Task details → Continue the passage about Eliot, Grant, and their family from the end of its last sentence.

Text under study →
★ ★ ★ ★
Eliot adores Grant. When Grant walks through the door at the end of the day, Eliot bubbles over with excitement. He usually greets Grant with an excited yell, and often drops whatever he's doing to run to greet him (that's a big deal, especially if he's mid TV show or playing with something very important).

Not only do I share Eliot's sentiments ... I adore Grant, too, and believe me, there's no happier sight than when he walks through the door at the end of the day, but I am so proud that my boys have such a great dad to look up to. As I navigate this tricky path of parenthood, I'm learning that Grant and I are far from saints. We're both pretty imperfect. So I'm not going to immortalize Grant as being the "BEST" dad or a "perfect" dad. I think he'd be the first to admit he's not. But he's the best and most perfect dad for our boys. He helps me remember to be kinder and more patient. His peacemaking skills have proven invaluable in diffusing tense parenting moments, and, I think what I appreciate most about Grant is that he sets such a good example for our kids. He's gentle, his language is squeaky clean (more than I can say ... parenthood and learning to drive a stick shift have been the two situations in my life that have brought out my swearing vice ... I'm working on that.), and most importantly, Grant loves and respects me and our children.
★ ★ ★ ★
Given information →

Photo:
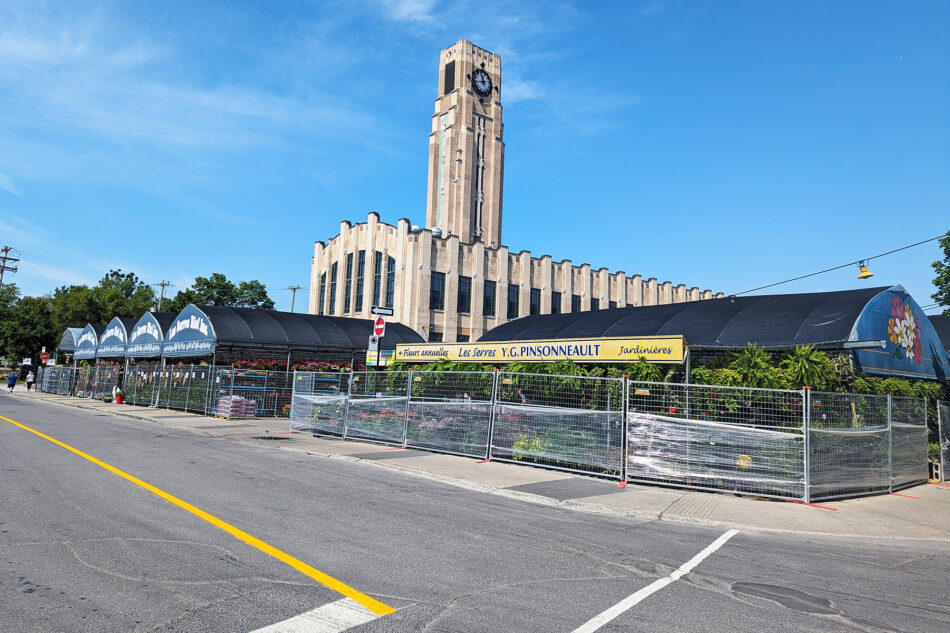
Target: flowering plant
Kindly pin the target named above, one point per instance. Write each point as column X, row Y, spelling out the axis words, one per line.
column 903, row 329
★ ★ ★ ★
Output below →
One of my favorite quotes that I keep tucked in the front of my scriptures is this from Elder Merrill C. Oaks: "One of the most important gifts we can give our children is the simple knowledge that their parents love each other." If my boys ever have the opportunity to read these words some day, I want them to be sure that I LOVE their father. I simply love Grant. He has seen me at my best and at my worst and continues to believe in me, love me, prize me, and support me. He makes me happy, he makes me laugh, he brings out the best in me. He never judges me or criticizes me. He is helpful and proactive in our home. He is fair with others and faithful in his devotion to the Lord. He is satisfied with simple things. He is grateful. He is a loyal brother, son, and friend. Boys, I love your daddy. More than I can say. And I know he loves me. For those reasons, I am proud that you sweet little boys show in so many ways -- by dressing up his shoes and jackets, by admiring smiles, by zealous desires to help with and copy whatever Dad does -- that you want to be just like your daddy.

And the best part is that you will be ... and maybe even a little better.

Sweet Feet

I loved these little sockies that Grant's boss/office gave us
when Zach was born ...

... but I loved them even more when I flipped them over
the other day and saw these:
Proof that "bottoms" are always the cutest part
when it comes to babies!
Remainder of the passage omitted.